Saturday, November 10, 2012

FO (with a Mathematical Perspective)

Just before leaving for Rhinebeck, I produced a Finished Object--a Fibonacci Neckerchief in BT's "Loft". Unfortunately, it was so warm in Rhinebeck that I didn't get to wear it. However, back in Kingston we've just had our first taste of really cold weather, so I've been making up for that. Yesterday, Bill and I drove to Ottawa, where he sat in on a talk by Larry Summers, before we spent the night with friends.While Bill was at his event, I took my Fibonacci over to one of my favourite Ottawa spots for a little photo shoot. The sun was low in the sky when I arrived at MacKay (pronounced Mac-eye) Lake.











It's hard to believe that this gem is tucked away in an urban area. The light was on the wrong side of the lake for me to get a photo of the Fibonacci to match the one I took of my MacKay Shawl, so I simply draped it over a bush near the water's edge.



The yarn has a soft, elastic tweediness that makes it very comfortable to wear, and because it's not superwash treated it's deliciously warm. FYI, the colour is "Longjohns". By the time I was done, the light was almost gone.


Bill and I drove back to Kingston via the village of Westport. While there, I checked on my e-mail and found this interesting mathematical analysis of the Fibonnaci from my friend Margaret Lamb, who also happens to one of Isabel's profs at Queen's University.

I'm almost done with the Fibonacci neckerchief.  And Fibonacci numbers just came up in my first-year class -- brought up by a student, not me.  So now I need to hurry and finish it so I can take it to class and show it off.  I'm very happy with the look of it.  It's a nice relaxing knit, with the pattern of stripes and increases keeping it from descending from relaxing to rewarding!  I actually got to the end of the pattern (minus edging) a few days ago, but I have a good bit of yarn left and I'm going to make an extra stripe.  If it's not enough for a 22-row stripe, I'll make it 8 or 15 rows to keep with the Fibonacci pattern but starting to go backwards.

::::::::

## [GIVEN INSTRUCTION 1]
According to the knitting blog post, what is the name of the yarn color used for the Fibonacci Neckerchief?
## [GIVEN INSTRUCTION 2]
Extend the knitting blog post, picking up right after its last sentence.

## [GIVEN RECORDS]

::::::::

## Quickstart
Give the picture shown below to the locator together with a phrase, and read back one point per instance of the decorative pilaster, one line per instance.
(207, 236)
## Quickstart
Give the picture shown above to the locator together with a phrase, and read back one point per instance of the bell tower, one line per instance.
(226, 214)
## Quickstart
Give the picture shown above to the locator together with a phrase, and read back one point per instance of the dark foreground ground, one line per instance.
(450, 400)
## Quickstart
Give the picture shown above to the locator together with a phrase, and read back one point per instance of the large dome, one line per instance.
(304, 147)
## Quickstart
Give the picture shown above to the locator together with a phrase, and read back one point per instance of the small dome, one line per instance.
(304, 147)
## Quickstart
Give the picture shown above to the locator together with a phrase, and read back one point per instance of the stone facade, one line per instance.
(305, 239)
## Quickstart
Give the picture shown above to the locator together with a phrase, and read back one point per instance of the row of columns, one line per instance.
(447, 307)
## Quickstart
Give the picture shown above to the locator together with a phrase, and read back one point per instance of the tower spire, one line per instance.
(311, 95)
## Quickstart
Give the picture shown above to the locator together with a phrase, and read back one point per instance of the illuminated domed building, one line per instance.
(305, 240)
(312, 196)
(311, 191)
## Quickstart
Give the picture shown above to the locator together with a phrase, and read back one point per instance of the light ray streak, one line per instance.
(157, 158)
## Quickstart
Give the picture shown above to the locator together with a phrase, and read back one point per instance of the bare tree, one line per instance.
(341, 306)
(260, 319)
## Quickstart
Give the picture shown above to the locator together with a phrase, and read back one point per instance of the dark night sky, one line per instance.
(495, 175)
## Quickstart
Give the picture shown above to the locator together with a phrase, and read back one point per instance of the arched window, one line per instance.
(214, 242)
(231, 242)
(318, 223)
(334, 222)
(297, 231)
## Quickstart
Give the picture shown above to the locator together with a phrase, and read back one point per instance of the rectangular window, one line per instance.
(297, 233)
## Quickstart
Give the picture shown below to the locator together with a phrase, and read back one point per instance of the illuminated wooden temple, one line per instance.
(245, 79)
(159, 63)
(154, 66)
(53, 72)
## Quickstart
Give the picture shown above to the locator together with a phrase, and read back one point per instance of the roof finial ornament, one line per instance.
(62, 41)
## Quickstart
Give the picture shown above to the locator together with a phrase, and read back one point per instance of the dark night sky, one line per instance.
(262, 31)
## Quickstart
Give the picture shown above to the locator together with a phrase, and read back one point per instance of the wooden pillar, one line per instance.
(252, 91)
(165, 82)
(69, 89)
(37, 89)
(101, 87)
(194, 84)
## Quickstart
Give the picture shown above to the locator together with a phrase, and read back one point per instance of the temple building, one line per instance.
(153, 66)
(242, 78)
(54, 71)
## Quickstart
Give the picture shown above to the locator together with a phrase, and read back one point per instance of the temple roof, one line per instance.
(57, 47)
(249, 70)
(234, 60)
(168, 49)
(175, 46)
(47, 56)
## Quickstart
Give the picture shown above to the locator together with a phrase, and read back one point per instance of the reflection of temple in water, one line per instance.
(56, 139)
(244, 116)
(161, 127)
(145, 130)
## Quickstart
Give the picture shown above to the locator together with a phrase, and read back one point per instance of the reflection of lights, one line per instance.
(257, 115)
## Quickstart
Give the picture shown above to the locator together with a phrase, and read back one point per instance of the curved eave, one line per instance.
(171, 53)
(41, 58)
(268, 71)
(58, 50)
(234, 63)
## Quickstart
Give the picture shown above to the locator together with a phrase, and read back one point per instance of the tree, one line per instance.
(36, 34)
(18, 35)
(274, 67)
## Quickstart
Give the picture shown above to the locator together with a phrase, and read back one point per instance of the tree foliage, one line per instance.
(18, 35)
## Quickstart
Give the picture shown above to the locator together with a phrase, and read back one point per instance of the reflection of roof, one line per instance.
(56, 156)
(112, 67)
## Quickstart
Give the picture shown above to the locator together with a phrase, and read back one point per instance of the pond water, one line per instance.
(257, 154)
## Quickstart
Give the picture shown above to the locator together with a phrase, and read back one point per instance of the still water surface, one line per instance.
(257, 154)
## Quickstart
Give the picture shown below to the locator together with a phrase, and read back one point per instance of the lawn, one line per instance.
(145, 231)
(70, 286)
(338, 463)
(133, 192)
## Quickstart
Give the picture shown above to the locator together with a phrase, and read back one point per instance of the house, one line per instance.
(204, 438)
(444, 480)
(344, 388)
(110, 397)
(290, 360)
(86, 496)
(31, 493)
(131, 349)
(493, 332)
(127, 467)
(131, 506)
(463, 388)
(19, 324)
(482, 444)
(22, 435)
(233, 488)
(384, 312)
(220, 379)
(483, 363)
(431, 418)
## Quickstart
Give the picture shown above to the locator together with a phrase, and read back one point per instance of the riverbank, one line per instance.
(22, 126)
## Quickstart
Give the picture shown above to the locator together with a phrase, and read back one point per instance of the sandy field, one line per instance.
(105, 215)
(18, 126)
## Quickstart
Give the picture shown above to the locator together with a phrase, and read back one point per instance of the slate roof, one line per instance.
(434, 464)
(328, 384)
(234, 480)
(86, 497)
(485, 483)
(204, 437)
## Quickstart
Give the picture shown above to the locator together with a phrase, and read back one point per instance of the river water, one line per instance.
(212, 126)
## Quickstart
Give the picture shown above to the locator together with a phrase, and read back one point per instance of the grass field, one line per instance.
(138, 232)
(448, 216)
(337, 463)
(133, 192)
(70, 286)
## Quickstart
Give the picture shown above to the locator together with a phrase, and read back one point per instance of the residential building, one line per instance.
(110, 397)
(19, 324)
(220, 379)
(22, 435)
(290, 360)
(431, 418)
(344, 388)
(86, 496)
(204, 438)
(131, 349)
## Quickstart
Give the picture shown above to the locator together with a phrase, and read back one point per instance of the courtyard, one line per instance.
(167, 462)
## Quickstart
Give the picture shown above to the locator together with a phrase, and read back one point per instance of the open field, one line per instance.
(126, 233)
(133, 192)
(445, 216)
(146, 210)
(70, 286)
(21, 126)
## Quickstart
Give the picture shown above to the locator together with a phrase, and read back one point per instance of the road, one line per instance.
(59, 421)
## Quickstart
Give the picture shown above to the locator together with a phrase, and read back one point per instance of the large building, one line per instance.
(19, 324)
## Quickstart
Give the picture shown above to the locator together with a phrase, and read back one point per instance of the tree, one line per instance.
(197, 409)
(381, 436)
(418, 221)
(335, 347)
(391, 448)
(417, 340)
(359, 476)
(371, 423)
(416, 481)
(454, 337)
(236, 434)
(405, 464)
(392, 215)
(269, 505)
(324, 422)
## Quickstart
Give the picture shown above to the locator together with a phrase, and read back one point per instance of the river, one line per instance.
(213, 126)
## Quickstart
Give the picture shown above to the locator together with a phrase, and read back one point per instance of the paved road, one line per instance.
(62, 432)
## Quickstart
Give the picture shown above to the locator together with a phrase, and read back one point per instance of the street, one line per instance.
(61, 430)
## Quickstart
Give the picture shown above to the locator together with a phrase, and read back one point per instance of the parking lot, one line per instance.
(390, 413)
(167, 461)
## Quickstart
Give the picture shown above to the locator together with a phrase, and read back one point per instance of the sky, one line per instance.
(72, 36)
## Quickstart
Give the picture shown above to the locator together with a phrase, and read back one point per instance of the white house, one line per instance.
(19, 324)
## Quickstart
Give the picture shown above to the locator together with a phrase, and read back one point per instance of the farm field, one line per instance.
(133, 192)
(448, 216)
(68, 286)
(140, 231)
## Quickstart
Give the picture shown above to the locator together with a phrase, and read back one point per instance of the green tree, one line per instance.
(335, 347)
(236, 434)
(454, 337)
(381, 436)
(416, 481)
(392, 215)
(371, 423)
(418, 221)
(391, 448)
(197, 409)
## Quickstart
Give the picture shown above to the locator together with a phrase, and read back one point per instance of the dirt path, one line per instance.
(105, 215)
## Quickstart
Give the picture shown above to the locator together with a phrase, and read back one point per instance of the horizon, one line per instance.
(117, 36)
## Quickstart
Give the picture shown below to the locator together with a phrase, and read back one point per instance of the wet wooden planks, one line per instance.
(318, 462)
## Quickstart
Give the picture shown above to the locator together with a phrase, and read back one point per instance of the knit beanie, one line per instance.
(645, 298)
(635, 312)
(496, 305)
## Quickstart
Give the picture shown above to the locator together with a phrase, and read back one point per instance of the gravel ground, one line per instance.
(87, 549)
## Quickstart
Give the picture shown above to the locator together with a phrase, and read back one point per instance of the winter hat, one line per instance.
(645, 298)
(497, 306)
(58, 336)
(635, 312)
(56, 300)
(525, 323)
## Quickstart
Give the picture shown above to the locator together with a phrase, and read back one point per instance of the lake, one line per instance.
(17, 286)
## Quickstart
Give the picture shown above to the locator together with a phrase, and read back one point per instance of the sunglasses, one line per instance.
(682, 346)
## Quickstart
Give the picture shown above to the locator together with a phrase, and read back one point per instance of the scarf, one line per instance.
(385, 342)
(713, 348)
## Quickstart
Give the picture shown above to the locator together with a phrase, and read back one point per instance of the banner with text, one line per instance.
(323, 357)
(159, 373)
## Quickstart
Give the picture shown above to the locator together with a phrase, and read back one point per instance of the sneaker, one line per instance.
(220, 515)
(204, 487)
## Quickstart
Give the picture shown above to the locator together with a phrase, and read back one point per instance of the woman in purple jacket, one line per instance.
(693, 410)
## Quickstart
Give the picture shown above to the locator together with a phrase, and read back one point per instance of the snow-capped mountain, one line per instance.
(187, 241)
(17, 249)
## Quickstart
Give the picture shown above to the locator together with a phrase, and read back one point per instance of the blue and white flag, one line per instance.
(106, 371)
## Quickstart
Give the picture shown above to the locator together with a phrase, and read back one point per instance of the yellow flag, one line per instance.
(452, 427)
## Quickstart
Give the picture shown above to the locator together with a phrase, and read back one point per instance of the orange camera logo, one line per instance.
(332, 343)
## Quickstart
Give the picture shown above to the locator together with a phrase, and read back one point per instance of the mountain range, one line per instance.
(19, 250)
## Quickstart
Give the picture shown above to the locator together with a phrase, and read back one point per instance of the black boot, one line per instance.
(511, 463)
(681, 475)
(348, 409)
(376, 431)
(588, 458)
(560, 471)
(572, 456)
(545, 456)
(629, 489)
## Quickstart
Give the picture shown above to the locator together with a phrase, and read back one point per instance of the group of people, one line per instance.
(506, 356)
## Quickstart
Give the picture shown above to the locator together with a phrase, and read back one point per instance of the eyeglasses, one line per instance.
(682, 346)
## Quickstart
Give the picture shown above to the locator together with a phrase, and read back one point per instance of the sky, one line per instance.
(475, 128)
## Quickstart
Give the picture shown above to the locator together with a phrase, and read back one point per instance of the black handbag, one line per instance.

::::::::

## [RESPONSE 1]
Longjohns

## [RESPONSE 2]
There's actually a mathematical point in that class that I sometimes illustrate with a knitting analogy, so the neckerchief will do double duty.   One of the things we study is the "efficiency" of algorithms and how they vary with the size of the problem.  For example, to search for number in a list of N numbers takes time proportional to N.  But to sort a list of N numbers in the obvious way takes time proportional to N squared.  So my knitting analogy is that to knit a rectangular scarf N inches long takes time proportion to N.  But to knit a triangular shawl N inches high takes time proportional to N squared because each row has more stitches than the last.  I like that because it puts a mathematical explanation to the feelings I always have while knitting a triangular project.  I get it what feels like "half done" in very little time -- I mean half of the height I want.  And then the second "half" seems to take forever....  It always takes me by surprise somehow.

I just love being able to be a math geek and a knitting geek at the same time...

Thanks, Margaret.

2 comments:

  1. Such beautiful pictures. Despite November being a mostly maligned month, I love November scenery. And thanks for the math class. It adds credibility to our craft.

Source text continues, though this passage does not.